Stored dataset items
________________
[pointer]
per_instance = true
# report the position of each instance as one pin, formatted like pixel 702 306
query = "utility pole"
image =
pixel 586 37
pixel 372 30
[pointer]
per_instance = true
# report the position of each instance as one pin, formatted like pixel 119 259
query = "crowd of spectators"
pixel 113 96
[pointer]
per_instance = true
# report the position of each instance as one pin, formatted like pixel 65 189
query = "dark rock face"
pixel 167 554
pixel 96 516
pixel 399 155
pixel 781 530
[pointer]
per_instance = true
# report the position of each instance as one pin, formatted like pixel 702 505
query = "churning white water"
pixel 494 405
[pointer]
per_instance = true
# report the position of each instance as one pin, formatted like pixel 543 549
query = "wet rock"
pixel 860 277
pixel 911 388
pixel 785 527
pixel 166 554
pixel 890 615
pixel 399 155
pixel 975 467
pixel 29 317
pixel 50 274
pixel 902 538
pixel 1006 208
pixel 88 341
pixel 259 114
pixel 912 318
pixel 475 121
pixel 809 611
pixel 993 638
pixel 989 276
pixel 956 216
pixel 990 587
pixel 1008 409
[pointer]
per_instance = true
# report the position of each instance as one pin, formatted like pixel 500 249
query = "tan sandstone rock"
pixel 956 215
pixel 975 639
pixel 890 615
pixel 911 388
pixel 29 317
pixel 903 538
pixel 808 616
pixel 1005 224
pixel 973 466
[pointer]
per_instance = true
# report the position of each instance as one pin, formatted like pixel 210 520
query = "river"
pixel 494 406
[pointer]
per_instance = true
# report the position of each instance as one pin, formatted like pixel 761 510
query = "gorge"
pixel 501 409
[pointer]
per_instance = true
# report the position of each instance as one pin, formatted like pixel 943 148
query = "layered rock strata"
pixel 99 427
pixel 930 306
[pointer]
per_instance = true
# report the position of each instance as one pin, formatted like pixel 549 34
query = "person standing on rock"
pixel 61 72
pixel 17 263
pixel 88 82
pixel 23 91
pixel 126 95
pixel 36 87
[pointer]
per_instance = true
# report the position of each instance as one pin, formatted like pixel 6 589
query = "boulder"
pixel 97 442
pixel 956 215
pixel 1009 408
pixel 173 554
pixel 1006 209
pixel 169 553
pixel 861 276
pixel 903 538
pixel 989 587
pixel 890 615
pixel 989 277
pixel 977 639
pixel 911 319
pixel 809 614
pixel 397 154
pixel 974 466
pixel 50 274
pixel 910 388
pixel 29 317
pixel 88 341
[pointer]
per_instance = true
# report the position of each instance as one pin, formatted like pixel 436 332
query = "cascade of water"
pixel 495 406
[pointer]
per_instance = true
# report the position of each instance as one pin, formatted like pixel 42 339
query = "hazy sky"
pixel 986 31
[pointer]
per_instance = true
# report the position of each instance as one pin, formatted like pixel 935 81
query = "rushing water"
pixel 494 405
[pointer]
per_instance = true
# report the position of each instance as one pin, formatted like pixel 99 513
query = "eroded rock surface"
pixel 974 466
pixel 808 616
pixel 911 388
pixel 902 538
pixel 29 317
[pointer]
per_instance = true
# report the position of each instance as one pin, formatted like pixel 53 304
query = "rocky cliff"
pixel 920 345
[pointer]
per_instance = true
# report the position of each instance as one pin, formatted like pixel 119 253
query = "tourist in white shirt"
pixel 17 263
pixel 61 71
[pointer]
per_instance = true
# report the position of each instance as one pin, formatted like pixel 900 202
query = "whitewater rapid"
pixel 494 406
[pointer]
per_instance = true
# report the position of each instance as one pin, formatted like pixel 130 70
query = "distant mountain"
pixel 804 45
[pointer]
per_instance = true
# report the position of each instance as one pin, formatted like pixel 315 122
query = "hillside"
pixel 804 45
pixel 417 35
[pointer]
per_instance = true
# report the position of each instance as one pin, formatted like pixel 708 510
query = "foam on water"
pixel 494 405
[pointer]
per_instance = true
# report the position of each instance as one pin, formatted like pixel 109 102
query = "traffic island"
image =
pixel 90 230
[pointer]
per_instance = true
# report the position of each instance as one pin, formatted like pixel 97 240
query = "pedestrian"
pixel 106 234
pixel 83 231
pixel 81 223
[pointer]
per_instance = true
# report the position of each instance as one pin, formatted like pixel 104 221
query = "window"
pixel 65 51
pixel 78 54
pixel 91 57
________________
▶ Prompt
Repeat every line of the data word for word until you have repeated the line that contains "pixel 543 549", which is the last one to include.

▶ Response box
[pointer]
per_instance = true
# report the position of each instance as one pin, formatted like pixel 702 306
query = "utility pole"
image =
pixel 586 37
pixel 372 30
[pointer]
per_instance = true
# report the position of each instance as one pin, formatted like pixel 119 259
query = "crowd of spectators"
pixel 113 96
[pointer]
per_instance = true
# report the position of each instance as one pin, formatted like pixel 65 189
query = "dark rock face"
pixel 167 554
pixel 96 516
pixel 399 155
pixel 781 530
[pointer]
per_instance = true
# report the position of each instance as one pin, formatted like pixel 702 505
query = "churning white water"
pixel 494 405
[pointer]
per_instance = true
# report the position of each instance as one pin, formatted like pixel 543 549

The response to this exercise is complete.